The output is the line containing "Would you mind pointing out the distant" plus every later line down to the end of the listing below, copied exactly. No pictures belong in it.

++++++++++

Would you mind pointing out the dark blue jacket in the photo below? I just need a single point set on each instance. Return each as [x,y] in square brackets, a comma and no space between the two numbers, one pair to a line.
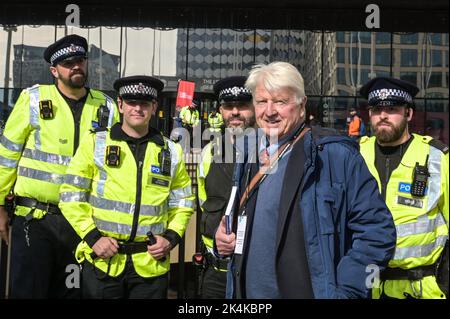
[347,227]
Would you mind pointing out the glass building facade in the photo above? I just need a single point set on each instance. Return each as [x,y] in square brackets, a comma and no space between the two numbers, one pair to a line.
[334,64]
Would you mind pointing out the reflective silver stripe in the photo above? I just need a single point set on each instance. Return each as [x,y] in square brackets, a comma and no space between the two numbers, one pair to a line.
[423,225]
[180,193]
[41,175]
[181,203]
[110,106]
[46,157]
[124,229]
[129,208]
[99,159]
[111,205]
[8,162]
[419,251]
[74,197]
[8,144]
[78,181]
[149,210]
[434,185]
[34,115]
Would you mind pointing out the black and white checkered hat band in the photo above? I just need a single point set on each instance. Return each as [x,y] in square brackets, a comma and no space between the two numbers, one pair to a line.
[138,89]
[234,91]
[389,94]
[69,51]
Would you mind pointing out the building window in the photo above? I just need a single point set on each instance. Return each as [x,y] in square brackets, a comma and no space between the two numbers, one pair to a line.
[435,38]
[340,55]
[383,38]
[383,57]
[436,58]
[435,80]
[409,38]
[341,76]
[409,76]
[340,37]
[409,57]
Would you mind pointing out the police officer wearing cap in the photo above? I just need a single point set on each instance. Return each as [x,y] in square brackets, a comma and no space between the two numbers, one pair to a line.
[412,175]
[214,176]
[132,202]
[41,136]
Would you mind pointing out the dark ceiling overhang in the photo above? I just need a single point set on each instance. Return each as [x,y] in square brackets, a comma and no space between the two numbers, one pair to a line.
[344,15]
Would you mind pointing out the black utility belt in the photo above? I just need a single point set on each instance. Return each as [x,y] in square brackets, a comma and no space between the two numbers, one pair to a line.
[33,203]
[408,274]
[211,260]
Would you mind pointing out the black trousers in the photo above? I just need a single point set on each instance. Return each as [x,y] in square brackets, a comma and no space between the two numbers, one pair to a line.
[213,283]
[43,264]
[128,285]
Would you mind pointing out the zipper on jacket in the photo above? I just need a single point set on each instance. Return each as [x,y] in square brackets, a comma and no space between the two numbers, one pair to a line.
[137,206]
[386,177]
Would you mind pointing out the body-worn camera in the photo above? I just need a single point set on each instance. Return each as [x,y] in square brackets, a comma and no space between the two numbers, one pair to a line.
[103,116]
[113,155]
[46,109]
[420,179]
[164,161]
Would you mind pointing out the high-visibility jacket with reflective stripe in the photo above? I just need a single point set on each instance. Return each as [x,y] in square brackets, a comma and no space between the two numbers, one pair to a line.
[35,152]
[215,122]
[100,196]
[421,222]
[202,171]
[190,117]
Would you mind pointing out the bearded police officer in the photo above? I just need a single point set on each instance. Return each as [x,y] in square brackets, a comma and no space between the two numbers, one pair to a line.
[131,202]
[215,176]
[412,175]
[40,137]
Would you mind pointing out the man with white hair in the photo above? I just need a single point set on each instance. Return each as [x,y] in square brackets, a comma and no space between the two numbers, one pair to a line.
[310,220]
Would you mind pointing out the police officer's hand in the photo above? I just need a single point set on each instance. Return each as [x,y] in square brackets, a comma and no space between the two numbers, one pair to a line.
[105,247]
[160,249]
[4,224]
[224,243]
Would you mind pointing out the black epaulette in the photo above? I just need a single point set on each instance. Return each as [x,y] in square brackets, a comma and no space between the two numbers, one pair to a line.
[99,129]
[439,145]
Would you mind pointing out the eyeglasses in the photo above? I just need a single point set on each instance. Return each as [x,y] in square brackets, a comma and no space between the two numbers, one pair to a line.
[70,63]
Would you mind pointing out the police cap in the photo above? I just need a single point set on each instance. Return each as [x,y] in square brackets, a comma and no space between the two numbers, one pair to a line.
[232,89]
[65,48]
[383,91]
[138,87]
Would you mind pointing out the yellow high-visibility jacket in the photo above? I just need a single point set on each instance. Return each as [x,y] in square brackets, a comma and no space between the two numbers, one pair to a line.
[35,152]
[215,122]
[421,222]
[129,198]
[189,117]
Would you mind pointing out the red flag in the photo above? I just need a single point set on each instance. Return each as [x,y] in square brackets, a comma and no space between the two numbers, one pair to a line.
[185,93]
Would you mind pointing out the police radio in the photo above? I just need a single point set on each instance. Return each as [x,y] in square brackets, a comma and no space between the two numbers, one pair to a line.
[103,116]
[113,155]
[420,179]
[164,161]
[46,109]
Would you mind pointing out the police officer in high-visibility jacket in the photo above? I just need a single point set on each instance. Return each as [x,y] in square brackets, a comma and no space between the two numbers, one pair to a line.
[412,174]
[215,121]
[131,202]
[214,177]
[41,136]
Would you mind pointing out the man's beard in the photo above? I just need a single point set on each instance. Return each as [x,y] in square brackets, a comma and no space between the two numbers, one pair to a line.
[390,135]
[246,123]
[75,82]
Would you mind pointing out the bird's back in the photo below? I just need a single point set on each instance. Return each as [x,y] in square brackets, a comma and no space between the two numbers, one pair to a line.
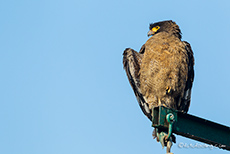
[163,71]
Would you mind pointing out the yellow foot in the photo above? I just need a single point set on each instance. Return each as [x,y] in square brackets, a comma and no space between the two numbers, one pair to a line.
[168,90]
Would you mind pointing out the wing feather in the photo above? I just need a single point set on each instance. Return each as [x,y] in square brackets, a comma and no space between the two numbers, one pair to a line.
[185,102]
[132,63]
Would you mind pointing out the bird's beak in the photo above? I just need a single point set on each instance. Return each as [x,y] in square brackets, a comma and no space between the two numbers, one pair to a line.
[150,33]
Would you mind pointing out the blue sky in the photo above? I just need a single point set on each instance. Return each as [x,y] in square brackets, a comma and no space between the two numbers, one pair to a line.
[63,88]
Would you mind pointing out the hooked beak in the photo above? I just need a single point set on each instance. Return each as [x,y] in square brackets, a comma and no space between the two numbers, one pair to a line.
[150,33]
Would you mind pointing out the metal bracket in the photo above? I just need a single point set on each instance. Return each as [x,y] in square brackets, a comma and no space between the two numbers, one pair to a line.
[168,121]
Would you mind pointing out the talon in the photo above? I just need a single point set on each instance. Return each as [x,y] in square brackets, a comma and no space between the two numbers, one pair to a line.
[168,90]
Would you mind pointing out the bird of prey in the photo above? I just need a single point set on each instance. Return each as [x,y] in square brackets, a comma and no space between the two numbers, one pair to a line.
[161,73]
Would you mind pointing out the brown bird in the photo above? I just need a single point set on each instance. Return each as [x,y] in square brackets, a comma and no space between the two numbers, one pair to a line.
[162,72]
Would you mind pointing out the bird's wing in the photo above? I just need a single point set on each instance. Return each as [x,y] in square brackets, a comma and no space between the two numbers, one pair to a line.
[185,102]
[131,63]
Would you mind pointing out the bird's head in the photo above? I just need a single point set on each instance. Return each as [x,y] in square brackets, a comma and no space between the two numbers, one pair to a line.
[164,26]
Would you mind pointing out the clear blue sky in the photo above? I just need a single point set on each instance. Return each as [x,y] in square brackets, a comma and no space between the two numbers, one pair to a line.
[62,86]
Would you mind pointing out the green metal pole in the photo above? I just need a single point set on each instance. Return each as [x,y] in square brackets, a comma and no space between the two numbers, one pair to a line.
[192,127]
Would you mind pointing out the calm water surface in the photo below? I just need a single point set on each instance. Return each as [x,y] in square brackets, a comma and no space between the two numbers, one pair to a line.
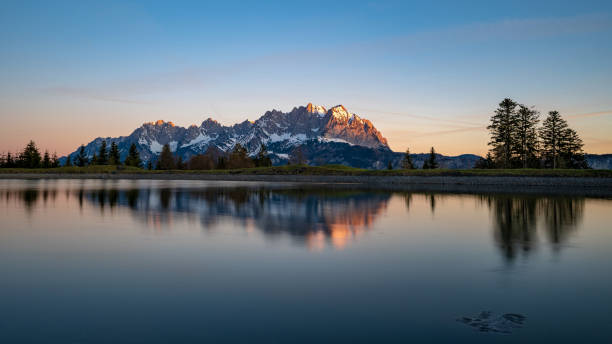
[91,261]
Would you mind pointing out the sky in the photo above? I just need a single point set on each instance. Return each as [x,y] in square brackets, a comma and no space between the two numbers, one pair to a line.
[426,73]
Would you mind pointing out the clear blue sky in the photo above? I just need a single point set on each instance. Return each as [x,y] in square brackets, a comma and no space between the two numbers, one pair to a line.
[425,73]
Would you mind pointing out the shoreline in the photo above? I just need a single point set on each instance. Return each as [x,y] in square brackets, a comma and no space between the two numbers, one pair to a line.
[586,186]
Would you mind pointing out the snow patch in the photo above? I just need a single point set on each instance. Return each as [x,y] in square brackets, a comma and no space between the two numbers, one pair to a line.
[155,147]
[287,137]
[333,139]
[201,139]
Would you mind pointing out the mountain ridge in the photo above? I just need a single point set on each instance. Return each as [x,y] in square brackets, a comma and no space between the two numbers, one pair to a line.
[326,136]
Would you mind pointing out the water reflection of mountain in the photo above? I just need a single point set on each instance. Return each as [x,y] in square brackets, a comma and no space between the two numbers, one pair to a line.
[314,217]
[515,221]
[317,217]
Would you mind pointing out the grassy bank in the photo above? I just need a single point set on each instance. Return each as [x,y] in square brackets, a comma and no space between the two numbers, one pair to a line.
[333,170]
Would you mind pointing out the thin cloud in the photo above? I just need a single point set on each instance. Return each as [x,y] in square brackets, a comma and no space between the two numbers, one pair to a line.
[91,94]
[451,131]
[428,118]
[515,29]
[592,114]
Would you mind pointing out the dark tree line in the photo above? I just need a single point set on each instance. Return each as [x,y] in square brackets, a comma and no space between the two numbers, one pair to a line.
[214,159]
[517,142]
[105,156]
[406,163]
[29,157]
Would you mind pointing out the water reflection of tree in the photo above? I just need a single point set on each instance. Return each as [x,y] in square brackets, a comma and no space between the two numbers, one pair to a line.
[515,220]
[561,217]
[514,224]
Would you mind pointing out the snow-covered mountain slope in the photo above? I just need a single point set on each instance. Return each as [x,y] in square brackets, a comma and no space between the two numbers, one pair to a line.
[289,129]
[326,136]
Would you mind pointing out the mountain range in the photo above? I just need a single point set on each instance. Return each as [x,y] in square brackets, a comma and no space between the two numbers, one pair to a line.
[325,136]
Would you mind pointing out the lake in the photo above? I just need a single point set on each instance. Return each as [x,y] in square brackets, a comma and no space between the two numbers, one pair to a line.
[144,261]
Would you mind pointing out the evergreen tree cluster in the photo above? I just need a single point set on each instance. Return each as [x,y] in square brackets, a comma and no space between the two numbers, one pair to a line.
[517,142]
[237,158]
[29,157]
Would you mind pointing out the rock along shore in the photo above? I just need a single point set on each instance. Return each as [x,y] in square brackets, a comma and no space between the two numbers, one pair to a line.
[599,187]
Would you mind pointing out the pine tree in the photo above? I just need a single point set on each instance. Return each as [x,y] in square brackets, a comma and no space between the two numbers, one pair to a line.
[239,158]
[263,160]
[571,150]
[407,161]
[551,134]
[527,137]
[180,165]
[102,158]
[133,158]
[431,160]
[114,158]
[81,159]
[485,163]
[46,160]
[30,157]
[503,132]
[166,159]
[297,157]
[9,162]
[221,164]
[54,160]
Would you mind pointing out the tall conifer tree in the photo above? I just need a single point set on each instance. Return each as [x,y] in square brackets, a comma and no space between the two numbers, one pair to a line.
[527,136]
[113,155]
[81,159]
[551,133]
[503,132]
[407,161]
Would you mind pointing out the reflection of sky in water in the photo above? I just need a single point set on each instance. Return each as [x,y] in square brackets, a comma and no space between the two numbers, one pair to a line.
[196,261]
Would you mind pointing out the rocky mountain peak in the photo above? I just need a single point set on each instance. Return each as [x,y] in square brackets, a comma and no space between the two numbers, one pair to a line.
[316,109]
[339,112]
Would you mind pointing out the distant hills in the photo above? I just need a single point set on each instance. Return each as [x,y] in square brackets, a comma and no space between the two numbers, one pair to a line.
[325,136]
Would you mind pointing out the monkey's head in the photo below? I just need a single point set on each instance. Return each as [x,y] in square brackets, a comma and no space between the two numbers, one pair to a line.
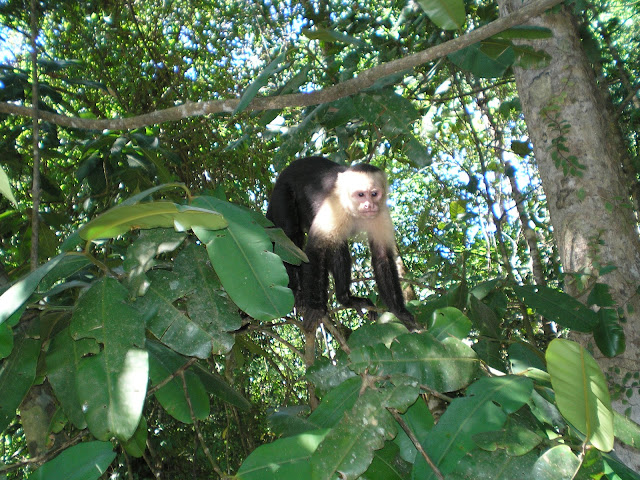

++++++++++

[RESPONSE TO THE EXERCISE]:
Would you mind pointing out the distant hills in the photo above? I just need a single point set on each instance. Return each as [x,y] in square brackets, a comma and no space between the two numbers, one pair to a line.
[325,136]
Would you mind pointing out the monkey's head in the photo below? I just need a single point set on each instance. Return each as [x,y] in square brackets, a comma and no space between the two numbers, one pair to a line.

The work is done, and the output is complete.